→ Stated exercise:
Render every line of the rows below as a JSON list of strings, one string per line, with blank lines omitted and the pictures left out.

※ ※ ※

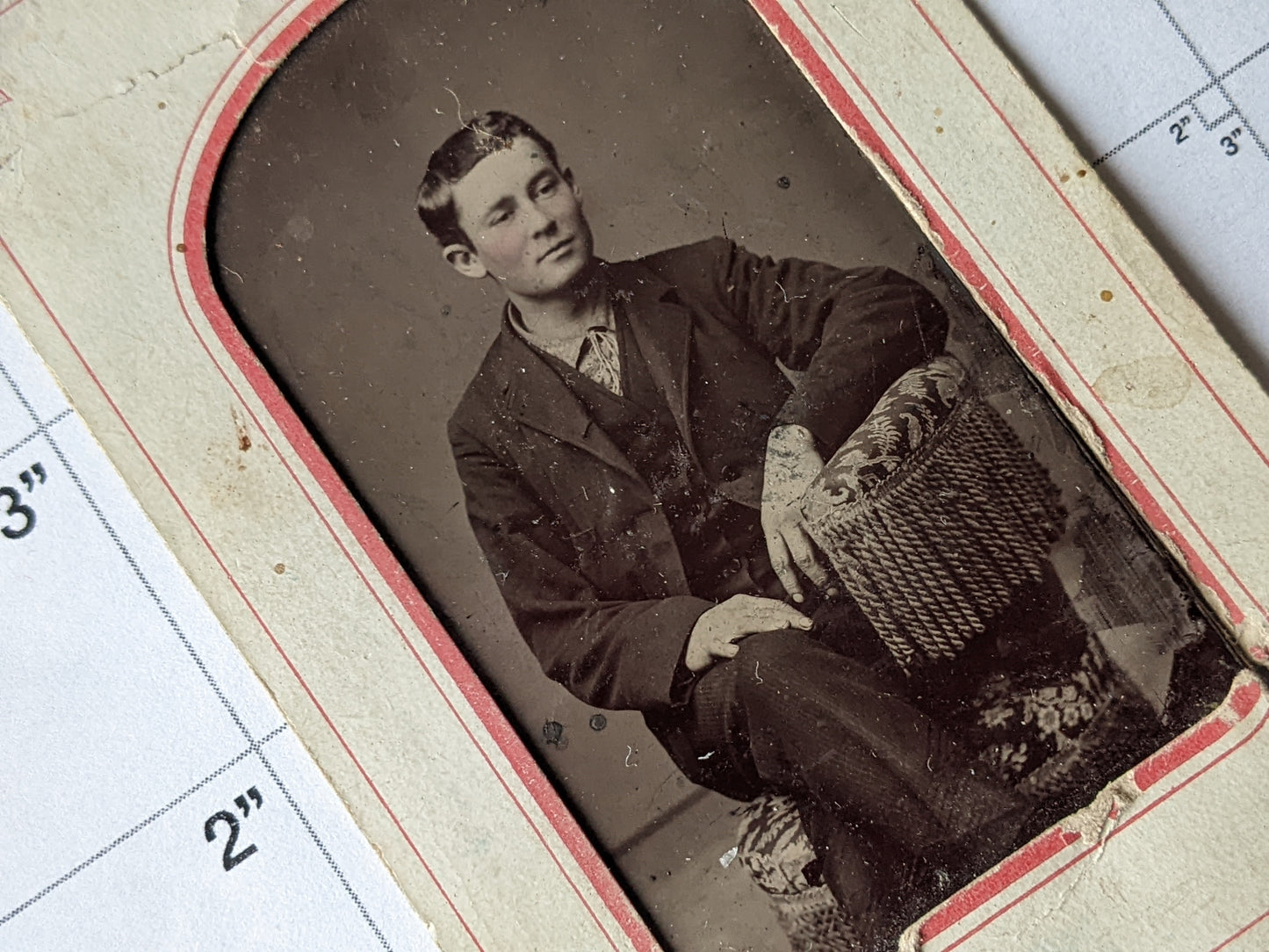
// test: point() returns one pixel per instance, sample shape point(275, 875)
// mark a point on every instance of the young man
point(632, 456)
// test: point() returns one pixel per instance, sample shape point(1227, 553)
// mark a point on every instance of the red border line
point(1092, 235)
point(224, 567)
point(1174, 754)
point(336, 493)
point(957, 254)
point(1241, 932)
point(937, 924)
point(193, 234)
point(356, 521)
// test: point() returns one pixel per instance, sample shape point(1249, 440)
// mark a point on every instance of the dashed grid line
point(71, 874)
point(254, 746)
point(130, 559)
point(42, 429)
point(321, 847)
point(1215, 82)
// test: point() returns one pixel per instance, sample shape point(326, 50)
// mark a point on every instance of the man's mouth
point(555, 248)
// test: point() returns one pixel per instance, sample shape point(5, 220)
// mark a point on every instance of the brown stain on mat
point(1151, 382)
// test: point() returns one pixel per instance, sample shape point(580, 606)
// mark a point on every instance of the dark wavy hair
point(487, 133)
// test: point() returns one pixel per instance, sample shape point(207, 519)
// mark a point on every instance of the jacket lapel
point(536, 396)
point(663, 329)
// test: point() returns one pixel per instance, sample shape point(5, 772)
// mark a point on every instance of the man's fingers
point(770, 615)
point(783, 565)
point(806, 556)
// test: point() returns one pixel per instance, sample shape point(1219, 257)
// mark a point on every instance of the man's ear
point(464, 261)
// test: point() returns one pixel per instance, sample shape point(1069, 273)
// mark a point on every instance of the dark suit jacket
point(582, 555)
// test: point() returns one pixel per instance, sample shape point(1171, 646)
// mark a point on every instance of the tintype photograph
point(797, 584)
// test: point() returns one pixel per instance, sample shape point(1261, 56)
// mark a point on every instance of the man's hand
point(792, 464)
point(718, 629)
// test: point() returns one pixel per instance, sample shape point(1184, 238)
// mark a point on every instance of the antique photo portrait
point(773, 551)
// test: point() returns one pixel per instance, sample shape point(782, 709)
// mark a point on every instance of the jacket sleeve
point(852, 331)
point(608, 653)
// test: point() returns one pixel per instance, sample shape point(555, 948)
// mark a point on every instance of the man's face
point(524, 221)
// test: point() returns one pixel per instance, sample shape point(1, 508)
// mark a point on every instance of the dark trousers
point(823, 716)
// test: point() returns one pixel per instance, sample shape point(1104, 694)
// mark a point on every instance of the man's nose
point(544, 222)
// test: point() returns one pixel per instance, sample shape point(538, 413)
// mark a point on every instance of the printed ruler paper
point(112, 126)
point(154, 794)
point(1169, 99)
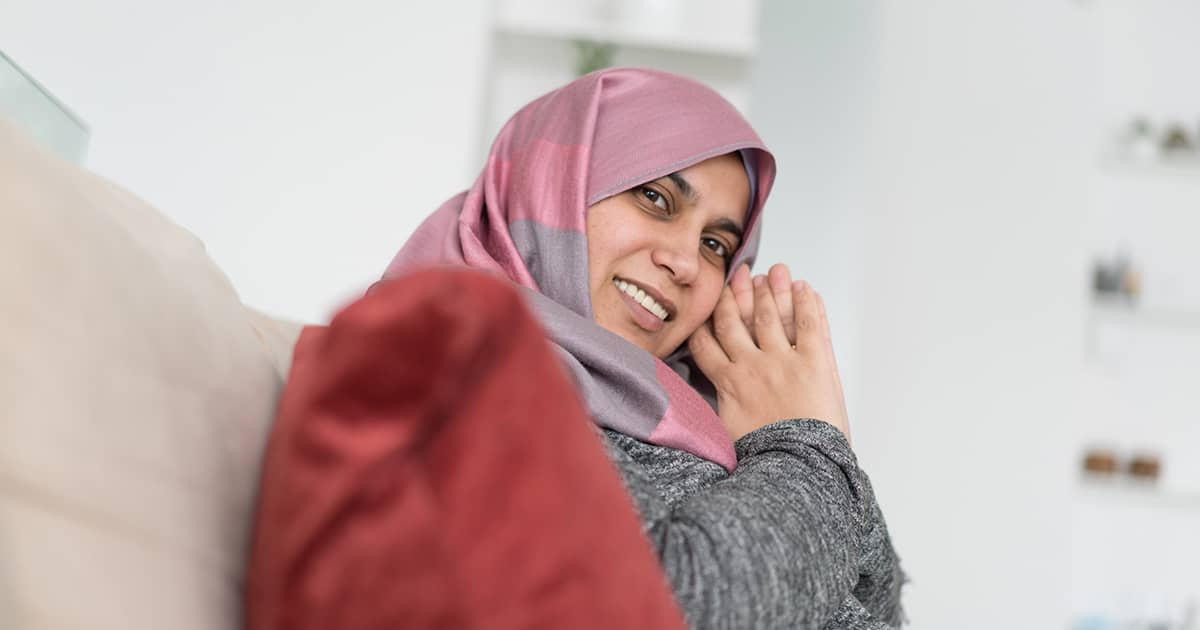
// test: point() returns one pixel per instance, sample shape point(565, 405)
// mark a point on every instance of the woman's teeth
point(641, 298)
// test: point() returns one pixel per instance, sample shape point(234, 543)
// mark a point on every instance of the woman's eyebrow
point(684, 186)
point(727, 225)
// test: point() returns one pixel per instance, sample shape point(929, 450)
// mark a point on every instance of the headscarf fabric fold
point(525, 219)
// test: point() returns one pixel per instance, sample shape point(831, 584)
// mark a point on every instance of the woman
point(625, 203)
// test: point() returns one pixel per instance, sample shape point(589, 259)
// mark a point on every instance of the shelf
point(652, 37)
point(1145, 317)
point(1128, 492)
point(1187, 166)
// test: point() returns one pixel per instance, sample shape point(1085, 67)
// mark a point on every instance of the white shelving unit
point(532, 48)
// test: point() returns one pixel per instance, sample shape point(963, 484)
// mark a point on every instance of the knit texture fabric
point(792, 538)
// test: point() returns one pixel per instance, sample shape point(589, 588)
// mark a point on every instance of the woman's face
point(669, 240)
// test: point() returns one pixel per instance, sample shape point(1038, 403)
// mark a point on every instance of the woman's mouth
point(647, 311)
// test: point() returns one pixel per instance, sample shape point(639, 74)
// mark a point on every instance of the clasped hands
point(768, 352)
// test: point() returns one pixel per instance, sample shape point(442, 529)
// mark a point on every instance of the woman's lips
point(645, 319)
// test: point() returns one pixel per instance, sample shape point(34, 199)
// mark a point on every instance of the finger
point(707, 352)
point(729, 329)
point(781, 287)
point(743, 293)
point(767, 327)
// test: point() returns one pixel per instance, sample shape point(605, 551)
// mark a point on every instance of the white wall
point(973, 298)
point(300, 139)
point(954, 251)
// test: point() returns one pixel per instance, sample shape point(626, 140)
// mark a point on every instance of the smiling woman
point(627, 205)
point(658, 253)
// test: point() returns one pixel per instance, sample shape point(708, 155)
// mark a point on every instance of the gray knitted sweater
point(792, 538)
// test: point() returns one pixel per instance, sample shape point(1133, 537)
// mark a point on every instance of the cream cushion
point(136, 395)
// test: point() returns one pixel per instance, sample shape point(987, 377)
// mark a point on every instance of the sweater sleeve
point(779, 543)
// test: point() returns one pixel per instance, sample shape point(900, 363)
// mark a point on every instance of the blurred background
point(999, 198)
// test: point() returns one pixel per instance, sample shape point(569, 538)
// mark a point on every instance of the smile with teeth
point(642, 298)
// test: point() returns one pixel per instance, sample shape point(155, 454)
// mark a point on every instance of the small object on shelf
point(1176, 142)
point(1140, 141)
point(1116, 279)
point(1145, 467)
point(1099, 462)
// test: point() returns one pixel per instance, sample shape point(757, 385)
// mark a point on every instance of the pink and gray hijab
point(523, 219)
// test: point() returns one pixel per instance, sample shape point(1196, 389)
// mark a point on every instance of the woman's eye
point(717, 247)
point(655, 198)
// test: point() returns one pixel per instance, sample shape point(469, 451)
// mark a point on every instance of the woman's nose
point(682, 262)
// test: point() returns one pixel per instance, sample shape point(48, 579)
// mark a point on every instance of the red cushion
point(432, 467)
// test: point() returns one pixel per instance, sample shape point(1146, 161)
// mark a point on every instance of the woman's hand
point(759, 375)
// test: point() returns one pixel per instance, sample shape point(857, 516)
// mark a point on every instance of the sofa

※ ※ ※

→ Response to the exercise:
[
  "// test: point() returns one pixel per instance, sample shape point(275, 875)",
  "// mark a point on every instance of the young man",
  "point(632, 456)",
  "// test: point() returns one pixel per instance, sample shape point(1227, 553)",
  "// mark a point on every instance of the red border line",
  "point(1092, 235)",
  "point(224, 567)",
  "point(1174, 754)",
  "point(336, 493)",
  "point(957, 254)",
  "point(1241, 932)",
  "point(937, 924)",
  "point(193, 234)",
  "point(356, 521)",
  "// test: point() returns one pixel per instance, sample shape point(1249, 440)",
  "// mark a point on every instance of the dashed grid line",
  "point(71, 874)",
  "point(254, 746)",
  "point(130, 559)",
  "point(42, 429)",
  "point(321, 847)",
  "point(1215, 82)",
  "// test: point() returns one pixel per instance, sample shape point(326, 50)",
  "// mark a point on every instance of the man's mouth",
  "point(555, 248)",
  "// test: point() returns one pixel per instance, sample shape point(5, 220)",
  "// mark a point on every instance of the brown stain on mat",
  "point(1151, 382)",
  "// test: point() returns one pixel per instance, sample shape point(580, 606)",
  "// mark a point on every instance of the dark wavy hair",
  "point(487, 133)",
  "// test: point() returns one pixel per instance, sample shape point(207, 519)",
  "// mark a point on every instance of the jacket lapel",
  "point(536, 396)",
  "point(663, 329)",
  "// test: point() returns one pixel per instance, sample shape point(5, 772)",
  "// mark a point on every instance of the man's fingers",
  "point(770, 615)",
  "point(783, 565)",
  "point(806, 556)",
  "// test: point() returns one pixel per instance, sample shape point(1219, 257)",
  "// mark a point on every instance of the man's ear",
  "point(464, 261)",
  "// test: point() returns one pixel per instance, sample shape point(1069, 273)",
  "// mark a point on every instance of the dark suit jacket",
  "point(582, 555)",
  "// test: point() returns one pixel per instance, sample shape point(1171, 646)",
  "// mark a point on every instance of the tintype photograph",
  "point(797, 584)",
  "// test: point() returns one pixel per instance, sample shape point(1261, 56)",
  "// mark a point on every instance of the man's hand",
  "point(792, 464)",
  "point(718, 629)",
  "// test: point() returns one pixel per instance, sample shape point(1184, 238)",
  "// mark a point on every instance of the antique photo portrait",
  "point(773, 551)",
  "// test: point() returns one pixel per instance, sample shape point(782, 709)",
  "// mark a point on every instance of the jacket sleeve",
  "point(852, 331)",
  "point(608, 653)",
  "// test: point() returns one pixel per instance, sample shape point(555, 948)",
  "// mark a point on every instance of the man's face",
  "point(524, 221)",
  "// test: point() returns one pixel per instance, sample shape point(1, 508)",
  "// mark a point on every instance of the dark trousers",
  "point(823, 716)",
  "// test: point() returns one pixel per instance, sample shape point(1104, 694)",
  "// mark a point on every instance of the man's nose",
  "point(544, 222)",
  "// test: point() returns one pixel per instance, sample shape point(538, 413)",
  "// mark a point on every instance of the printed ruler paper",
  "point(112, 126)",
  "point(154, 794)",
  "point(1169, 99)",
  "// test: point() returns one pixel per instance, sample shape point(565, 405)",
  "// mark a point on every instance of the woman's teeth",
  "point(641, 298)",
  "// test: point() returns one pixel per instance, sample shape point(234, 543)",
  "// mark a point on every instance of the woman's eyebrow",
  "point(684, 186)",
  "point(727, 225)",
  "// test: point() returns one pixel per instance, sample shape point(929, 450)",
  "// mark a point on every instance of the headscarf fabric fold",
  "point(525, 219)",
  "// test: point() returns one pixel per instance, sample shape point(831, 584)",
  "// mark a point on every instance of the woman",
  "point(625, 203)",
  "// test: point() returns one pixel per instance, sample shape point(589, 259)",
  "// mark a point on every instance of the shelf",
  "point(652, 37)",
  "point(1145, 317)",
  "point(1128, 492)",
  "point(1187, 166)",
  "// test: point() returns one pixel per instance, sample shape point(1085, 67)",
  "// mark a point on every instance of the white shelving unit",
  "point(532, 48)",
  "// test: point() returns one pixel per instance, sample shape point(963, 484)",
  "// mark a point on every instance of the knit texture fabric",
  "point(792, 538)",
  "// test: point() returns one pixel per instance, sample shape point(589, 588)",
  "// mark a point on every instance of the woman's face",
  "point(669, 240)",
  "// test: point() returns one pixel per instance, sample shape point(1038, 403)",
  "// mark a point on every instance of the woman's mouth",
  "point(647, 311)",
  "// test: point() returns one pixel per instance, sample shape point(639, 74)",
  "// mark a point on every instance of the clasped hands",
  "point(768, 352)",
  "// test: point() returns one pixel per instance, sample shape point(442, 529)",
  "// mark a point on every instance of the woman's lips",
  "point(645, 319)",
  "// test: point() returns one pixel per instance, sample shape point(34, 199)",
  "// mark a point on every instance of the finger",
  "point(707, 352)",
  "point(729, 329)",
  "point(781, 287)",
  "point(743, 293)",
  "point(767, 327)",
  "// test: point() returns one pixel per instance, sample shape point(605, 551)",
  "// mark a point on every instance of the white wall",
  "point(973, 298)",
  "point(300, 139)",
  "point(954, 251)",
  "// test: point() returns one pixel per instance, sample shape point(626, 140)",
  "// mark a point on every instance of the smiling woman",
  "point(627, 205)",
  "point(658, 253)",
  "// test: point() returns one pixel per instance, sample shape point(708, 155)",
  "// mark a point on every instance of the gray knitted sweater",
  "point(792, 538)",
  "// test: point() returns one pixel per instance, sample shape point(1133, 537)",
  "// mark a point on every instance of the cream cushion",
  "point(136, 395)",
  "// test: point() returns one pixel per instance, sample shape point(987, 377)",
  "// mark a point on every instance of the sweater sleeve",
  "point(779, 543)",
  "// test: point() returns one pixel per instance, sample shape point(900, 363)",
  "// mark a point on every instance of the blurred background",
  "point(999, 198)",
  "// test: point() returns one pixel per instance, sample shape point(569, 538)",
  "// mark a point on every instance of the smile with teeth",
  "point(642, 298)",
  "// test: point() returns one pixel per instance, sample shape point(155, 454)",
  "// mark a point on every instance of the small object on shelf",
  "point(1176, 142)",
  "point(1140, 141)",
  "point(1116, 279)",
  "point(1145, 467)",
  "point(1099, 462)",
  "// test: point() returns one pixel per instance, sample shape point(757, 385)",
  "// mark a point on every instance of the pink and gray hijab",
  "point(523, 219)",
  "// test: point() returns one pixel per instance, sample shape point(1196, 389)",
  "// mark a point on every instance of the woman's eye",
  "point(717, 247)",
  "point(655, 198)",
  "// test: point() returns one pixel per instance, sample shape point(469, 451)",
  "// mark a point on every instance of the woman's nose",
  "point(682, 262)",
  "// test: point() returns one pixel per instance, sample shape point(48, 579)",
  "// mark a point on every instance of the red cushion",
  "point(432, 467)",
  "// test: point() returns one pixel per instance, sample shape point(1146, 161)",
  "// mark a point on every instance of the woman's hand",
  "point(759, 375)",
  "// test: point() returns one pixel per instance, sample shape point(857, 516)",
  "// mark a point on every instance of the sofa"
]